Stored dataset items:
(begin)
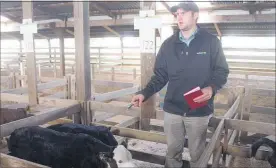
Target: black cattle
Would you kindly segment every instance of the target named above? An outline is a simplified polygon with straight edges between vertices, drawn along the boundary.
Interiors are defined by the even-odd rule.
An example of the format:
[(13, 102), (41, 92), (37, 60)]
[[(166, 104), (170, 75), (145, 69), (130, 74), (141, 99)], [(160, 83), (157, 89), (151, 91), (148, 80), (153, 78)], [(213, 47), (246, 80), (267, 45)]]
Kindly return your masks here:
[(118, 146), (118, 142), (116, 141), (113, 134), (110, 132), (110, 128), (104, 126), (94, 126), (94, 125), (83, 125), (83, 124), (75, 124), (75, 123), (65, 123), (65, 124), (56, 124), (47, 127), (49, 129), (66, 132), (66, 133), (83, 133), (88, 134), (100, 141), (104, 144), (112, 146), (116, 148)]
[(8, 148), (12, 156), (52, 168), (107, 168), (104, 160), (113, 158), (113, 147), (92, 136), (38, 126), (13, 131)]
[(251, 157), (255, 157), (257, 150), (259, 149), (259, 147), (261, 147), (262, 145), (266, 145), (269, 146), (270, 148), (272, 148), (273, 153), (272, 156), (268, 157), (268, 162), (271, 165), (272, 168), (276, 168), (276, 142), (268, 139), (268, 138), (260, 138), (259, 140), (257, 140), (256, 142), (254, 142), (251, 146)]

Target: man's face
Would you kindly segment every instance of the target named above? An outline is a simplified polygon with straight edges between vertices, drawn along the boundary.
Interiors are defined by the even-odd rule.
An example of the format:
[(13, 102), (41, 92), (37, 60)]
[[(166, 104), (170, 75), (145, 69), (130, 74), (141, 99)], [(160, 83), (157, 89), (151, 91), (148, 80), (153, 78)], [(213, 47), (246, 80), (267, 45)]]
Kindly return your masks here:
[(178, 24), (178, 28), (183, 31), (190, 30), (194, 24), (196, 24), (196, 19), (198, 13), (193, 13), (192, 11), (184, 11), (182, 8), (175, 12), (175, 18)]

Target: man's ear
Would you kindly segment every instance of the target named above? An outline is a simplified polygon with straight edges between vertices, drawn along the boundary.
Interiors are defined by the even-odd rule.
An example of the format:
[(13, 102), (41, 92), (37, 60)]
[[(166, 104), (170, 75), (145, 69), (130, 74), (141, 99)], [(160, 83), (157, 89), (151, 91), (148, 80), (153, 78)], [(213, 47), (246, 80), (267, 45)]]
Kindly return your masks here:
[(193, 12), (193, 16), (194, 16), (194, 19), (195, 19), (196, 22), (197, 22), (197, 21), (198, 21), (198, 17), (199, 17), (198, 12)]

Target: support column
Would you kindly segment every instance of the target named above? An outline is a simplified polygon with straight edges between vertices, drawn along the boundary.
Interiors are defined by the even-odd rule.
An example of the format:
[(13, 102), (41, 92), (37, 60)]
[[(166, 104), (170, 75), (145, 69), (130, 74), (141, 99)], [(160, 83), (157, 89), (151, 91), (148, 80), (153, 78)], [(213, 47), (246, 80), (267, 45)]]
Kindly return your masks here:
[(52, 49), (51, 49), (51, 39), (50, 38), (48, 38), (47, 39), (47, 41), (48, 41), (48, 51), (49, 51), (49, 62), (51, 63), (52, 61), (51, 61), (51, 57), (52, 57)]
[(64, 28), (58, 28), (56, 30), (56, 34), (59, 37), (59, 60), (60, 60), (60, 70), (59, 77), (65, 76), (65, 58), (64, 58)]
[[(136, 28), (139, 29), (140, 35), (140, 53), (141, 53), (141, 88), (144, 88), (151, 76), (156, 58), (156, 35), (157, 27), (149, 22), (155, 15), (155, 2), (140, 2), (140, 18)], [(150, 130), (150, 119), (156, 118), (155, 95), (150, 97), (141, 107), (140, 129)]]
[[(87, 101), (91, 98), (89, 2), (73, 3), (77, 100)], [(83, 124), (88, 124), (91, 122), (93, 113), (90, 113), (89, 104), (86, 102), (82, 107), (81, 121)]]
[(36, 24), (33, 24), (33, 2), (22, 1), (22, 11), (23, 25), (21, 25), (20, 33), (23, 34), (24, 48), (27, 58), (26, 62), (29, 104), (36, 105), (38, 104), (38, 98), (33, 33), (37, 33), (37, 26)]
(end)
Requirements: Could you reproduce the records from their start through the line containing "12), (175, 18)]", including the requests, but with every coordinate in the answers scaled by 1.3 and rounded to whole numbers, halves going up? Leave the format samples unchanged and omit the pictures.

Complete response:
Target: black cattle
Would you kindly segment every instance of the target named above? An outline is a simplified polygon with straight edges between vertices, drawn along the boundary.
Interiors are defined by the even-odd rule.
An example of the format:
[(13, 102), (41, 92), (37, 60)]
[[(166, 104), (170, 75), (145, 69), (130, 74), (141, 99)], [(160, 83), (157, 89), (151, 91), (148, 80), (153, 78)], [(213, 47), (246, 80), (267, 45)]]
Kindly return your masks here:
[(153, 190), (153, 185), (151, 183), (147, 174), (143, 172), (143, 166), (135, 164), (122, 164), (122, 163), (108, 163), (108, 161), (98, 161), (98, 160), (85, 160), (85, 161), (73, 161), (61, 165), (64, 168), (86, 172), (86, 173), (108, 173), (114, 174), (130, 183), (135, 187), (146, 190), (151, 192)]
[(10, 192), (16, 203), (68, 218), (139, 218), (135, 208), (147, 205), (147, 191), (120, 177), (49, 164), (17, 170)]
[(326, 204), (332, 204), (334, 195), (337, 194), (337, 191), (339, 191), (341, 189), (346, 189), (350, 190), (351, 192), (354, 192), (355, 199), (354, 203), (348, 204), (348, 211), (352, 215), (354, 218), (359, 218), (359, 185), (348, 181), (348, 179), (338, 179), (337, 182), (334, 182), (333, 185), (330, 185), (326, 190)]

Target: man's face
Would you kindly segment every instance of the target named above? An outline is a simplified polygon with straight edges between vertices, drawn along the boundary.
Interiors are defined by the even-odd rule.
An example of the format:
[(13, 102), (41, 92), (37, 60)]
[[(166, 104), (170, 75), (145, 69), (130, 74), (141, 99)], [(160, 83), (157, 89), (151, 91), (148, 80), (153, 78)], [(213, 47), (246, 80), (267, 45)]]
Kindly return your masks here:
[(231, 31), (231, 36), (238, 40), (247, 39), (252, 31), (255, 31), (255, 25), (257, 17), (251, 17), (250, 14), (239, 14), (237, 10), (228, 16), (228, 23)]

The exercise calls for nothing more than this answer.